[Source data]

####

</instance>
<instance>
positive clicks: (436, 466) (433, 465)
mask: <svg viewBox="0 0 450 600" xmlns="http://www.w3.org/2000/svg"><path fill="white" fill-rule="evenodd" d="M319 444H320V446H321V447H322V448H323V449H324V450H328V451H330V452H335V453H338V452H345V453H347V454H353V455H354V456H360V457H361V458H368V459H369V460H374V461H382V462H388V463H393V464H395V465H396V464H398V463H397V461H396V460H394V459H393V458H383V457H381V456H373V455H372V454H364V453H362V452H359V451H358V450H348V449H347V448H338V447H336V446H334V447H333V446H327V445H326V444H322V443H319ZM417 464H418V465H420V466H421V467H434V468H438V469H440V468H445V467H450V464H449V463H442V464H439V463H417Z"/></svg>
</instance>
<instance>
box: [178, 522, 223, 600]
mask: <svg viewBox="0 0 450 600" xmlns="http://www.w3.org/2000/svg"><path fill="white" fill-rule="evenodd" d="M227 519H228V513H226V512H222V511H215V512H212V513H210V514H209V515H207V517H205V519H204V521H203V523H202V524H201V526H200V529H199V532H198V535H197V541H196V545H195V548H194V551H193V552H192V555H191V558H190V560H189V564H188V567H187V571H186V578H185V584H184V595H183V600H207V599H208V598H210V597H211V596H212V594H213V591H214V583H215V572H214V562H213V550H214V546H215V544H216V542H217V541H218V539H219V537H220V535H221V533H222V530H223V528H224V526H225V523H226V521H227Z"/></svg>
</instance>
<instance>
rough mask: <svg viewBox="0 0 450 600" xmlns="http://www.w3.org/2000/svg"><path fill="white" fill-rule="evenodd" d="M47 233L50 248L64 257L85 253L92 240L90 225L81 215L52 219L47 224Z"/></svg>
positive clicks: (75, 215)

####

- **Exercise prompt**: Your task is to quote all of the data word for word.

- **Answer**:
</instance>
<instance>
positive clicks: (436, 466) (433, 465)
mask: <svg viewBox="0 0 450 600" xmlns="http://www.w3.org/2000/svg"><path fill="white" fill-rule="evenodd" d="M319 444H320V446H321V447H322V448H323V449H324V450H328V451H330V452H335V453H338V452H345V453H347V454H353V455H354V456H360V457H361V458H368V459H369V460H374V461H382V462H388V463H393V464H395V465H396V464H398V463H397V461H396V460H394V459H393V458H383V457H381V456H373V455H372V454H364V453H362V452H359V451H358V450H348V449H347V448H338V447H336V446H334V447H333V446H327V445H326V444H322V443H319ZM417 464H418V465H420V466H421V467H434V468H438V469H440V468H445V467H450V464H449V463H442V464H439V463H417Z"/></svg>
</instance>
<instance>
box: [178, 522, 223, 600]
mask: <svg viewBox="0 0 450 600" xmlns="http://www.w3.org/2000/svg"><path fill="white" fill-rule="evenodd" d="M227 519H228V513H226V512H222V511H215V512H212V513H210V514H209V515H207V517H205V519H204V521H203V523H202V524H201V526H200V529H199V532H198V535H197V541H196V545H195V548H194V551H193V552H192V555H191V558H190V560H189V564H188V567H187V571H186V578H185V584H184V595H183V600H207V599H208V598H210V597H211V596H212V594H213V591H214V583H215V572H214V562H213V550H214V546H215V544H216V542H217V541H218V539H219V537H220V535H221V533H222V530H223V528H224V526H225V523H226V521H227Z"/></svg>
</instance>
<instance>
rough mask: <svg viewBox="0 0 450 600" xmlns="http://www.w3.org/2000/svg"><path fill="white" fill-rule="evenodd" d="M47 233L50 248L64 257L85 253L92 240L90 225L81 215L52 219L47 224Z"/></svg>
positive clicks: (75, 215)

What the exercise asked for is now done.